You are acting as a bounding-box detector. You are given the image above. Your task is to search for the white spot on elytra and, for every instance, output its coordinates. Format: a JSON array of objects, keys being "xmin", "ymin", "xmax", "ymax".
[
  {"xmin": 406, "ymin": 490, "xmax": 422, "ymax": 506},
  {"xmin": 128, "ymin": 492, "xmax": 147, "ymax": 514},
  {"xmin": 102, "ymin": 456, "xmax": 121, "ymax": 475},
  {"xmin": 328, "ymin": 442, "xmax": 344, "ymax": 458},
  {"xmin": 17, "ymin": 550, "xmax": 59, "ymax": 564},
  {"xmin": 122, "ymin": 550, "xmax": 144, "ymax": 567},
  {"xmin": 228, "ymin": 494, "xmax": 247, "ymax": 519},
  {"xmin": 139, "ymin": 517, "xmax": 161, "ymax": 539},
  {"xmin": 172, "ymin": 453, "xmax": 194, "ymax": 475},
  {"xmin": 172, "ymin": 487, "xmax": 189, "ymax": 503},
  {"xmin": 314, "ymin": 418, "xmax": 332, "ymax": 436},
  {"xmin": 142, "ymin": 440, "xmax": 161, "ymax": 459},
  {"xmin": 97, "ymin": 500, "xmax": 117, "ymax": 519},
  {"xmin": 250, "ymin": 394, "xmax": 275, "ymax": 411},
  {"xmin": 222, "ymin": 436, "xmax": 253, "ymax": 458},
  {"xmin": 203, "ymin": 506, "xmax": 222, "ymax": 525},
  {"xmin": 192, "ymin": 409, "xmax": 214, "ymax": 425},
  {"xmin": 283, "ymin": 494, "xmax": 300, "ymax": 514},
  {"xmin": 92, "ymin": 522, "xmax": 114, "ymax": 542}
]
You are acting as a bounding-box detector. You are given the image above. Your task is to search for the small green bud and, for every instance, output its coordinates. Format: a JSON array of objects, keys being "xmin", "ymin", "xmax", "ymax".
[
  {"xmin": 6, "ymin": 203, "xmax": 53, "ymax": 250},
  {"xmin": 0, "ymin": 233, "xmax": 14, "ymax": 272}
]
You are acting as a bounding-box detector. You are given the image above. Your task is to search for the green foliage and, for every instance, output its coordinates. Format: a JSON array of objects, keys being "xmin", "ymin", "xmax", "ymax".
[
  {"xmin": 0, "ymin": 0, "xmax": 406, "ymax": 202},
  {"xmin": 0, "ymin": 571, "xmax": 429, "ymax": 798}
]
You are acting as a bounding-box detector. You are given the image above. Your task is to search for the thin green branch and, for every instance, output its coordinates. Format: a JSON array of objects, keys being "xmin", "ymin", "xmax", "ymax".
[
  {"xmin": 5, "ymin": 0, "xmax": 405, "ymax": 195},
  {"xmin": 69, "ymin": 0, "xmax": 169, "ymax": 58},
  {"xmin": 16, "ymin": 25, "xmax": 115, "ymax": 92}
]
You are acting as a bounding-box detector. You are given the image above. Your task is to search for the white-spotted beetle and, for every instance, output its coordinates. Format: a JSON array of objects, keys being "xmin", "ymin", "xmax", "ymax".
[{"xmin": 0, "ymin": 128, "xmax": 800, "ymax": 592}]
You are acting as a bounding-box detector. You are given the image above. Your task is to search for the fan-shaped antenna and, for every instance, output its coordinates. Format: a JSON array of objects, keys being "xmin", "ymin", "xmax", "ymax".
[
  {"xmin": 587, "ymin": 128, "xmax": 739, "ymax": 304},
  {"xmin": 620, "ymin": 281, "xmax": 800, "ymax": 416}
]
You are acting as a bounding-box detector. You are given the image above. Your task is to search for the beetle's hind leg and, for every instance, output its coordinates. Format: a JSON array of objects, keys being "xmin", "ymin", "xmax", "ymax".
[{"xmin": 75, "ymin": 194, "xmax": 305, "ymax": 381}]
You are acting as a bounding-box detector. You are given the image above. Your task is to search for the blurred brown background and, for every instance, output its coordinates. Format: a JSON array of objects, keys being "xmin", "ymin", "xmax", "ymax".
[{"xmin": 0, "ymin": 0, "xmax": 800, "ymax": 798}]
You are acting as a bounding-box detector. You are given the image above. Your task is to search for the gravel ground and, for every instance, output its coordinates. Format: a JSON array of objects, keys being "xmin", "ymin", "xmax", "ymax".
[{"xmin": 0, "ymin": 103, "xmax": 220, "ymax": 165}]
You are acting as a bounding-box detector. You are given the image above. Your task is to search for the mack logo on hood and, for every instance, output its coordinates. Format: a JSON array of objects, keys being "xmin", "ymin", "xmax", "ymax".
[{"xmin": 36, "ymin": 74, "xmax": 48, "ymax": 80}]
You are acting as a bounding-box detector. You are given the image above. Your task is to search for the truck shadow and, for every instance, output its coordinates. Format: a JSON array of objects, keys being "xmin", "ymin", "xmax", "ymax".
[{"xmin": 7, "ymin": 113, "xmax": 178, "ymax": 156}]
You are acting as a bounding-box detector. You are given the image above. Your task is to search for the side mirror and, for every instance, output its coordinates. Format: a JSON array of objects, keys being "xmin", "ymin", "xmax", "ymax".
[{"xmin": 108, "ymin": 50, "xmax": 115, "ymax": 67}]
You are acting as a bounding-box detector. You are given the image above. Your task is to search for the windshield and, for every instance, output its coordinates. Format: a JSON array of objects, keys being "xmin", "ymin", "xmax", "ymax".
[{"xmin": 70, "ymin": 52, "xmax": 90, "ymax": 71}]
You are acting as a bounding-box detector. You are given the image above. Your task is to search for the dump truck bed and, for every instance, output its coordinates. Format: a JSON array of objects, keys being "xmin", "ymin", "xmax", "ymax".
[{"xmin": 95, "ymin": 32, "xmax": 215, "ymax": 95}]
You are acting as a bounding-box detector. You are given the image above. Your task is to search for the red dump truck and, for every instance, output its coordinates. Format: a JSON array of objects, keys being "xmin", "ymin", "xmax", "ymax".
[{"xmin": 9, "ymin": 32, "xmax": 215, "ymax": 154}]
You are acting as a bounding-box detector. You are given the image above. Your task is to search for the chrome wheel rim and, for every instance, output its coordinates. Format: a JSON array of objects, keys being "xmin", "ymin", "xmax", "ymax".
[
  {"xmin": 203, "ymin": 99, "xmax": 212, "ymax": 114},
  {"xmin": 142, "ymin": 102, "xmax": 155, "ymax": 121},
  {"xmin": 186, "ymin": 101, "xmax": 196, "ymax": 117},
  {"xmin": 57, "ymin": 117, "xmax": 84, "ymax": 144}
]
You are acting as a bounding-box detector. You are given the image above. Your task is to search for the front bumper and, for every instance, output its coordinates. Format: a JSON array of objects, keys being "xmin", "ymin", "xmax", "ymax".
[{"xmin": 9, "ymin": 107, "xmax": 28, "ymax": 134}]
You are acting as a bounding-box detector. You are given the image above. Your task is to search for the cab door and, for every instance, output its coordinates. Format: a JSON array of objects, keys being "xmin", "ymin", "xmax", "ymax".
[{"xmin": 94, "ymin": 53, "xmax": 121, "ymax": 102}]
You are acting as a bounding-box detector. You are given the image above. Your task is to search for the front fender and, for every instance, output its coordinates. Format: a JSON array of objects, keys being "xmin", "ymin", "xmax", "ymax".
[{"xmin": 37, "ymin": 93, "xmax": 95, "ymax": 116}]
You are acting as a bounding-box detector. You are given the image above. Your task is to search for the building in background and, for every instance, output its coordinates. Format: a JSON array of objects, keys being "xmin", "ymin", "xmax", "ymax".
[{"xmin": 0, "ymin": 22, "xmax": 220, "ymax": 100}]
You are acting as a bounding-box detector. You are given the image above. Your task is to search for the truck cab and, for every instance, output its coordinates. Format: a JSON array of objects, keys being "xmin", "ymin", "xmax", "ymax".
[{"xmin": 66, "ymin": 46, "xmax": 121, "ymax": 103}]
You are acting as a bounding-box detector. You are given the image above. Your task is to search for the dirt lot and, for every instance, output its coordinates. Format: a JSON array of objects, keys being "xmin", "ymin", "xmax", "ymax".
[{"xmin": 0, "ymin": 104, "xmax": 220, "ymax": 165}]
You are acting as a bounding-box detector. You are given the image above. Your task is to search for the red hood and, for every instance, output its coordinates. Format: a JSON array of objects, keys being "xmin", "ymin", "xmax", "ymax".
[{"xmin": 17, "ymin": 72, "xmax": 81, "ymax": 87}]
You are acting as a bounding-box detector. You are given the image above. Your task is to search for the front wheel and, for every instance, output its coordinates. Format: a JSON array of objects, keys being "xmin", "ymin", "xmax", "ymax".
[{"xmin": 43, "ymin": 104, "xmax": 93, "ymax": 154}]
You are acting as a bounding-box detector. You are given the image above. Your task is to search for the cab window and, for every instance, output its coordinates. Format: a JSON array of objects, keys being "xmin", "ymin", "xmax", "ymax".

- **Job**:
Return every line of the items that contains the word "white". Case counts.

- **Correct answer**:
You are acting as a bounding-box detector. You are given the image above. Your task is to search for the white spot on elytra and, for every instance, output its coordinates. Format: a JSON array of objects, keys being "xmin", "ymin", "xmax", "ymax".
You are acting as a bounding-box detector. You are given the image above. Your task is to search for the white-spotted beetle and, for every instance, output its coordinates. Format: a JSON array of objects, keys being "xmin", "ymin", "xmax", "ymax".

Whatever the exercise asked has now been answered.